## HOW TO COMPLETE THIS TASK
Among the records below, determine how many lines have the word "panes" in them; output only the number.
+--
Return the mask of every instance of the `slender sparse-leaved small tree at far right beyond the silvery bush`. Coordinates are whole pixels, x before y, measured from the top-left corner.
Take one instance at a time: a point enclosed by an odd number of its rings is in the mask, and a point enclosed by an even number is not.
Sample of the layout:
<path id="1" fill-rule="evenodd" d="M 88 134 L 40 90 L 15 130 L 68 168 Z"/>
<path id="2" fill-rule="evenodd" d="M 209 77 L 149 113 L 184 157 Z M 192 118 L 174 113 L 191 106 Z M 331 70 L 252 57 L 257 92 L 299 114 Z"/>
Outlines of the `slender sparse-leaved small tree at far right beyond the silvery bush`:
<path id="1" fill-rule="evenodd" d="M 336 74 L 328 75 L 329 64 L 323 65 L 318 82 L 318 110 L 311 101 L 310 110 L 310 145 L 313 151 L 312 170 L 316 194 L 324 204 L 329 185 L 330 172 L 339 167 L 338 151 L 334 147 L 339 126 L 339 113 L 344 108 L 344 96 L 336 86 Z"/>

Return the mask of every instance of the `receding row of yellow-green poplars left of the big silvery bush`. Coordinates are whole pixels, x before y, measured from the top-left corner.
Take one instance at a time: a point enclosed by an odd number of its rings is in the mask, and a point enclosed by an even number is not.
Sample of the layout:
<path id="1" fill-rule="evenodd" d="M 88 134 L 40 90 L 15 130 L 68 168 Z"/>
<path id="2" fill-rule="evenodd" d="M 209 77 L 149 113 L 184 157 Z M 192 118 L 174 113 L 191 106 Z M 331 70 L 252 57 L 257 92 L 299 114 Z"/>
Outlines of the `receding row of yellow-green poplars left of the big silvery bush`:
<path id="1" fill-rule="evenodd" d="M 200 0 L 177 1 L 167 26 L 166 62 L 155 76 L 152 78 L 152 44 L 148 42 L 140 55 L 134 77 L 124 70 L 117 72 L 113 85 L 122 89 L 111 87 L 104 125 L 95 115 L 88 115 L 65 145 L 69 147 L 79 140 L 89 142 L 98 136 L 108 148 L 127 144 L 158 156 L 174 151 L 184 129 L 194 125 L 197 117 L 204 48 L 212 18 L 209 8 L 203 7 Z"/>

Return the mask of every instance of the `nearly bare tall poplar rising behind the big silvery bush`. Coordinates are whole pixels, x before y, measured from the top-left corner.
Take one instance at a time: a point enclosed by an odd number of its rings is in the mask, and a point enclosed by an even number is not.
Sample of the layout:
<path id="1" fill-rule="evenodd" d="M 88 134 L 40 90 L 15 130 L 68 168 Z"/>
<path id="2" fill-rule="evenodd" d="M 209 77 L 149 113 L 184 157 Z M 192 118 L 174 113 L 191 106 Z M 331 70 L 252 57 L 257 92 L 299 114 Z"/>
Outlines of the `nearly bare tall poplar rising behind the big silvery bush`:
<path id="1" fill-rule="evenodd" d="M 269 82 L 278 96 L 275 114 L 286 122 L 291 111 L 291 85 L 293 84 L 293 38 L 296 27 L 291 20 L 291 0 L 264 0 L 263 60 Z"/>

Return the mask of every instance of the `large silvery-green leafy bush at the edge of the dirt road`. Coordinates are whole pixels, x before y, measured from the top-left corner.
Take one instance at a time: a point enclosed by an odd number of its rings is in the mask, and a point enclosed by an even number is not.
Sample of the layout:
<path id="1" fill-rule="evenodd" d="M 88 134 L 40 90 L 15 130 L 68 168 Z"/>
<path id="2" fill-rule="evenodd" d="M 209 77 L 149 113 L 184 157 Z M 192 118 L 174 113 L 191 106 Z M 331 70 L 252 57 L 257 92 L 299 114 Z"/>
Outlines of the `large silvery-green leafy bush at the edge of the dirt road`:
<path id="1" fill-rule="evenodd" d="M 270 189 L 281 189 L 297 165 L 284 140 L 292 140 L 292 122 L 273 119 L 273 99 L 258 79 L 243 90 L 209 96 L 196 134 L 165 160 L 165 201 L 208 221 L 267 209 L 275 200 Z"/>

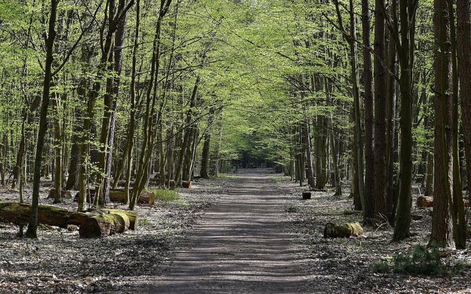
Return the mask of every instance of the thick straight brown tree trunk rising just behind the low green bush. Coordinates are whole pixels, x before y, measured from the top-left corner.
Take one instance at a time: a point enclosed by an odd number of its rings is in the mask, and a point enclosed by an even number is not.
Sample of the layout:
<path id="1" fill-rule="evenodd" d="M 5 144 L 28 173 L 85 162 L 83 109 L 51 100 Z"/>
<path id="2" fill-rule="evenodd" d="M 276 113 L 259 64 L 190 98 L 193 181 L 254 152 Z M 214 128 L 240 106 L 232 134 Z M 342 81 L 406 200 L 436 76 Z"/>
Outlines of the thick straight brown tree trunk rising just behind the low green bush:
<path id="1" fill-rule="evenodd" d="M 455 246 L 450 211 L 453 186 L 450 14 L 447 0 L 434 0 L 435 144 L 434 204 L 430 244 Z"/>

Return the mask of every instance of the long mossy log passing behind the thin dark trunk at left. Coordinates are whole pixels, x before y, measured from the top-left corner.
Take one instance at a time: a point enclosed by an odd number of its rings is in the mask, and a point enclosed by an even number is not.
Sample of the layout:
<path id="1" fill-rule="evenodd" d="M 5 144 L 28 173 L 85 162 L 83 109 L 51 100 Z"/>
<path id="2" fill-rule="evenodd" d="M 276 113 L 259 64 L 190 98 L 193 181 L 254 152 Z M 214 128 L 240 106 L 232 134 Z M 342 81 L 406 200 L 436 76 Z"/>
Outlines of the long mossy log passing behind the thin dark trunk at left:
<path id="1" fill-rule="evenodd" d="M 0 220 L 7 223 L 24 225 L 29 223 L 31 204 L 0 202 Z M 72 212 L 50 205 L 38 206 L 38 223 L 67 229 L 68 225 L 80 226 L 90 215 Z"/>

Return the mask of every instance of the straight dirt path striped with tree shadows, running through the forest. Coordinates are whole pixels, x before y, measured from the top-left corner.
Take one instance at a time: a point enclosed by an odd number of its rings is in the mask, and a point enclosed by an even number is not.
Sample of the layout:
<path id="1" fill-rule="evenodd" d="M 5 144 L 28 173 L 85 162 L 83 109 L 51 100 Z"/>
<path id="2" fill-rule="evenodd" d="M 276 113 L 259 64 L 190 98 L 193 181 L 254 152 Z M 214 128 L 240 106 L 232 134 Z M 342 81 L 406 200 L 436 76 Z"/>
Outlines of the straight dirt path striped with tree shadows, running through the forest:
<path id="1" fill-rule="evenodd" d="M 247 170 L 182 239 L 162 276 L 143 281 L 140 293 L 305 293 L 312 277 L 291 222 L 286 196 L 267 170 Z"/>

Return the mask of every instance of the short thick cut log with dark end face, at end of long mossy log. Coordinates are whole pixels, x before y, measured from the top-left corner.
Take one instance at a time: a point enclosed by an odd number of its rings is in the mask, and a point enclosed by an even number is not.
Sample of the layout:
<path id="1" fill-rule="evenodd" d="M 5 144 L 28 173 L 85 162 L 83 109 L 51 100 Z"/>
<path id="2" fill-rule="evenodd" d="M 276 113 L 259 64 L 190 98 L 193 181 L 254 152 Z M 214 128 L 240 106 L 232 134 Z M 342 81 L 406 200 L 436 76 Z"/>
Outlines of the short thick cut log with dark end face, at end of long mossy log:
<path id="1" fill-rule="evenodd" d="M 97 214 L 87 218 L 79 229 L 81 238 L 100 238 L 122 233 L 129 228 L 129 218 L 124 213 Z"/>

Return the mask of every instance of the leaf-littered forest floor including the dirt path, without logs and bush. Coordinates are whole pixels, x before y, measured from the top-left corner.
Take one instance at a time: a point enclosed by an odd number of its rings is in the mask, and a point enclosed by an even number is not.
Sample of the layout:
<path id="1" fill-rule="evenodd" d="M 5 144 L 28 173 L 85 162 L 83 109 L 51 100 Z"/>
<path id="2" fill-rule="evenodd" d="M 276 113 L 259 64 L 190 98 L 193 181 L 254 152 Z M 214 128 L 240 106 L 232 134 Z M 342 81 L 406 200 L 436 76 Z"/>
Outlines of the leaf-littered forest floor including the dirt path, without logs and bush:
<path id="1" fill-rule="evenodd" d="M 44 198 L 48 189 L 41 189 Z M 103 239 L 62 229 L 21 239 L 17 226 L 0 224 L 0 293 L 471 293 L 470 247 L 442 252 L 446 266 L 463 265 L 459 273 L 375 270 L 427 244 L 430 209 L 413 205 L 417 220 L 406 242 L 391 243 L 389 226 L 324 239 L 327 222 L 361 216 L 339 213 L 352 208 L 346 196 L 315 192 L 301 200 L 302 190 L 267 170 L 199 180 L 179 199 L 140 206 L 138 231 Z M 17 191 L 0 190 L 0 201 L 17 201 Z M 60 206 L 76 209 L 71 201 Z"/>

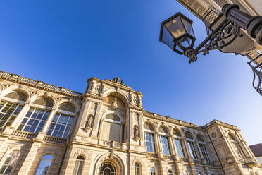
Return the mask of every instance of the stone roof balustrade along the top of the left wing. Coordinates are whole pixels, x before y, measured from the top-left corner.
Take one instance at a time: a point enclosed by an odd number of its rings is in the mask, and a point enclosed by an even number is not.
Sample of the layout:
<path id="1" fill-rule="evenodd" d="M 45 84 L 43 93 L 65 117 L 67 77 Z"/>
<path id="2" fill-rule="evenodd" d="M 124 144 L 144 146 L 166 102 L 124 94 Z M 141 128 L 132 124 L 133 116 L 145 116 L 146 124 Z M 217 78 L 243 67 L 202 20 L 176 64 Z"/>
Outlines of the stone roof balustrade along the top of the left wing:
<path id="1" fill-rule="evenodd" d="M 80 93 L 80 92 L 75 92 L 73 90 L 68 90 L 68 89 L 63 88 L 63 87 L 50 85 L 50 84 L 44 83 L 42 81 L 32 80 L 30 78 L 25 78 L 23 76 L 18 76 L 18 75 L 15 75 L 15 74 L 4 72 L 4 71 L 0 71 L 0 76 L 6 76 L 6 77 L 10 77 L 10 78 L 15 78 L 17 80 L 22 80 L 22 81 L 25 81 L 27 83 L 32 83 L 32 84 L 35 84 L 35 85 L 41 85 L 41 86 L 47 87 L 49 89 L 63 91 L 63 92 L 66 92 L 68 94 L 73 94 L 73 95 L 78 95 L 78 96 L 82 95 L 82 93 Z"/>

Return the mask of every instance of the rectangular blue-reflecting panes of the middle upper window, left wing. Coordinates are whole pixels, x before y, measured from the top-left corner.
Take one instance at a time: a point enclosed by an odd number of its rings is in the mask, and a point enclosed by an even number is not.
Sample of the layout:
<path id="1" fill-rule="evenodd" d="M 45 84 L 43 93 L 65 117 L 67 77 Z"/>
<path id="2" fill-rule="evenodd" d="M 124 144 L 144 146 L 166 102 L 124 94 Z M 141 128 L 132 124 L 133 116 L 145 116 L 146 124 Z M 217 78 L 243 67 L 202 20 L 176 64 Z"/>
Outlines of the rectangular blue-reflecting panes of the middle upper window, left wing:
+--
## REPLY TO THE EXERCISE
2